BAD HAND

INSTALLATION, 2013

JANE PROPHET (UK)

Jane Prophet thought about the ‘rules’ that define psychotic behaviour and tried to behave according to those rules herself, to try and trigger a psychotic state of her own. To induce a psychotic episode in herself would close the gap between her and her stalker, to resist the urge to make the man who stalks her ‘other’. The video piece is in homage to the allegedly psychotic patient of a psychiatric institution, Emma Hauck. Her letters are typified by one (circa 1909) in which she repeatedly wrote “Sweetheart, come” until the page of paper is reminiscent of a field painting, a dense layering of text that becomes image.

These letters from the asylum to her husband, have been exhibited in the past as artworks. They are labelled with her name and her apparent mental illness, as though it (if it were accurately diagnosed) was as much the author, or the letters-cum-artworks were a gauge or expression of her illness. Jane finds it hard to believe that Emma wrote on the understanding that she was making art and that they would be exhibited in a gallery after her death. Jane thinks that they were letters willing her husband to visit. To rescue her from the asylum? The implication of these being in the Prinzhorn Collection is that her letters were never sent. If this is the case she was doubly betrayed, once by whomever she entrusted the letters to and secondly by the re-branding of them as art.

If such writing was an expression of psychosis, could a state of psychosis be induced, temporarily by writing in a similar way? Jane sat in a small soundproof room and wrote the first phrase that came to her, repeatedly, until the physical pain in her hand made her stop. She used a Livescribe pen, with audio which enabled her to playback, in real-time, the act of writing (and the sound of her hand and pen as she wrote) and make video.

BIO:

Jane Prophet is a British artist who works across media and disciplines to produce objects and installations, frequently combining traditional and computational media. She often collaborates with life scientists: stem cell researchers, mathematicians and heart surgeons to radically re-envisage the human body. Prophet also makes works that analyse our experience of contemporary landscapes, such as the animation Decoy (2001) and the photographic work The Landscape Room (2001) that combine images of real and algorithmic landscapes. Her ten year interest in 3D printing began with Model Landscapes (2005) that includes miniature trees 3D-printed from mathematical data. She spent 2015 working with neuroscientists making work about art, meditation and death.

### Task requirements
1. Please update the stretch of the Bad Hand text from "Jane Prophet is" through "meditation and death.", replacing "heart surgeons" with "cardiologists".
2. Do the following statements agree with the Bad Hand text? Answer yes or no for each, quoting the words of the text that decide it.
(a) Jane Prophet wrote with a Livescribe pen.
(b) Prophet's interest in 3D printing began with Decoy (2001).
(c) Prophet did the writing in a small soundproof room.

### Dataset excerpts

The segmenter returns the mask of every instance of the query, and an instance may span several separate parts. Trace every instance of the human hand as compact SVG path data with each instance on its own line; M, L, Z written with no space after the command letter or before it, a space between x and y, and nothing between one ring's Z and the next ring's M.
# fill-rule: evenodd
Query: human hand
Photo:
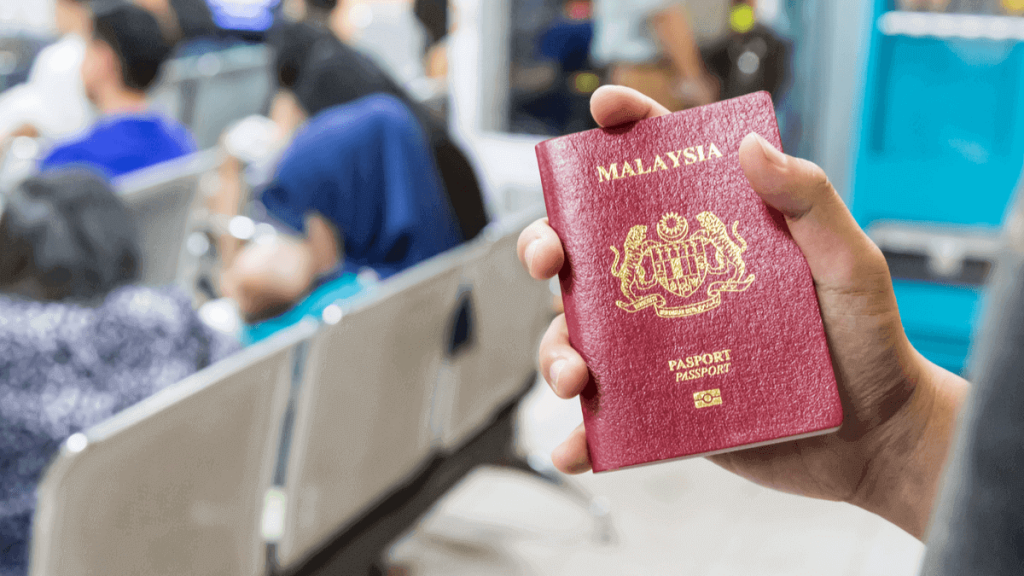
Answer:
M668 114L634 90L609 86L594 93L601 126ZM824 172L748 135L739 162L762 200L784 214L811 270L845 420L836 434L714 456L719 465L774 489L848 501L921 536L949 446L966 382L925 360L903 332L889 269L860 230ZM564 252L547 219L523 231L519 258L548 279ZM541 343L542 372L561 398L589 380L556 318ZM552 454L566 472L590 469L581 425Z

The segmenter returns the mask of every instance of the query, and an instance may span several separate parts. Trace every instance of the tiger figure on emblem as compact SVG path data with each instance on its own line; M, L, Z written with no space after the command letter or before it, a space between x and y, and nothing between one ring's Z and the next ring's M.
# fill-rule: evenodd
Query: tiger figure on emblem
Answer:
M615 302L618 307L631 314L653 307L662 318L685 318L718 307L723 292L742 292L754 284L743 262L748 246L739 222L733 222L730 236L711 212L700 212L696 220L700 229L687 236L686 218L669 212L657 223L660 241L648 239L647 227L638 224L627 234L622 253L611 247L611 274L626 297ZM705 298L690 301L698 292ZM676 305L670 305L670 298Z

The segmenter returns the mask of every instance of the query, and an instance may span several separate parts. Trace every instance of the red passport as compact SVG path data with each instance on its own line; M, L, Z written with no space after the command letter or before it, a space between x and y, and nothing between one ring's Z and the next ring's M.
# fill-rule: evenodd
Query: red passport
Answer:
M594 471L843 422L811 273L739 167L781 149L767 92L541 142Z

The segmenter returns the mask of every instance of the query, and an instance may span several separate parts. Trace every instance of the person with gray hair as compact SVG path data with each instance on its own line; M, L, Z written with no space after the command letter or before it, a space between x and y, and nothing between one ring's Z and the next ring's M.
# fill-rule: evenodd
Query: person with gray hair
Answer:
M234 352L176 288L134 286L125 207L89 171L26 180L0 215L0 576L25 576L36 485L71 435Z

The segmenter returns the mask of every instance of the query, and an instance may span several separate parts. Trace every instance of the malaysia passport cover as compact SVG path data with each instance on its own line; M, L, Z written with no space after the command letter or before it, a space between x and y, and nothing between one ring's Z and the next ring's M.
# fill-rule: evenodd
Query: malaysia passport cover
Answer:
M833 431L807 260L739 167L759 92L537 147L595 471Z

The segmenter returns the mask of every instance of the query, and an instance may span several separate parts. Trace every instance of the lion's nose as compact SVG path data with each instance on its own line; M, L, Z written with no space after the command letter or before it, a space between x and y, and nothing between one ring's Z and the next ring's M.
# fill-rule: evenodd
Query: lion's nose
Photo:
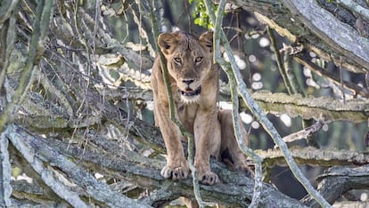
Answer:
M190 85L190 84L193 83L193 79L183 79L182 82L186 84L187 85Z

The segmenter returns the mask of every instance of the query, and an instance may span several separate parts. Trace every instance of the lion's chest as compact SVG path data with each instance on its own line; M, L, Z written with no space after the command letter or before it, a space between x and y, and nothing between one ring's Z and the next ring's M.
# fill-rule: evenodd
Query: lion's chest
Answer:
M176 106L179 120L188 132L193 133L193 123L196 118L196 113L197 109L199 108L199 105L176 103Z

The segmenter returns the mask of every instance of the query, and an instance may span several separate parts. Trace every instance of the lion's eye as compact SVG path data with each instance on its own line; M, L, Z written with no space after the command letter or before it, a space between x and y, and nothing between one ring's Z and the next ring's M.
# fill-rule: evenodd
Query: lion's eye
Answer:
M174 60L176 63L180 64L182 63L182 59L181 58L174 58Z
M200 63L200 62L201 62L201 60L202 60L202 57L196 57L196 59L195 59L196 63Z

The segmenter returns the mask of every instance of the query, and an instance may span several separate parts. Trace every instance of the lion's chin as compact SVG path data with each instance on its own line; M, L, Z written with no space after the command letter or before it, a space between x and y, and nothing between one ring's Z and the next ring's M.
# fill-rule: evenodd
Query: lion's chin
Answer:
M195 103L200 100L200 92L201 92L201 87L197 88L195 91L179 91L181 92L181 100L184 103Z

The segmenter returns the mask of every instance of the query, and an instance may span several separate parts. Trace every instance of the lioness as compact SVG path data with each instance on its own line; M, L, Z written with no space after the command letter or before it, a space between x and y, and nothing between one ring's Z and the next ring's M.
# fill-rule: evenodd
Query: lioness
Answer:
M170 75L176 116L194 135L194 165L200 182L212 185L219 181L218 176L210 170L210 156L227 157L234 168L248 172L245 156L234 137L231 111L217 106L219 70L212 61L213 33L204 33L200 38L182 31L164 33L159 36L158 43ZM181 141L186 141L186 138L169 117L167 90L158 57L152 66L152 85L155 124L160 128L168 153L167 165L160 173L166 179L185 179L190 169ZM248 141L243 128L242 133Z

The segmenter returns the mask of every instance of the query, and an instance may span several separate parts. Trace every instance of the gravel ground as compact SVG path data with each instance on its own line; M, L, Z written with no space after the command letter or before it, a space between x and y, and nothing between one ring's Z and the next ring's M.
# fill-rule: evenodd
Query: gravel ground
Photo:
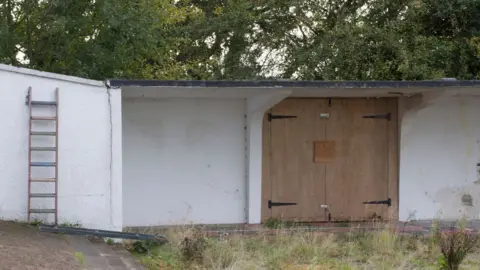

### Per-task outputs
1.
Jane Prophet is a British artist who works across media and disciplines to produce objects and installations, frequently combining traditional and computational media. She often collaborates with life scientists: stem cell researchers, mathematicians and cardiologists to radically re-envisage the human body. Prophet also makes works that analyse our experience of contemporary landscapes, such as the animation Decoy (2001) and the photographic work The Landscape Room (2001) that combine images of real and algorithmic landscapes. Her ten year interest in 3D printing began with Model Landscapes (2005) that includes miniature trees 3D-printed from mathematical data. She spent 2015 working with neuroscientists making work about art, meditation and death.

2.
(a) Yes: "She used a Livescribe pen"
(b) No: "Her ten year interest in 3D printing began with Model Landscapes (2005)"
(c) Yes: "Jane sat in a small soundproof room"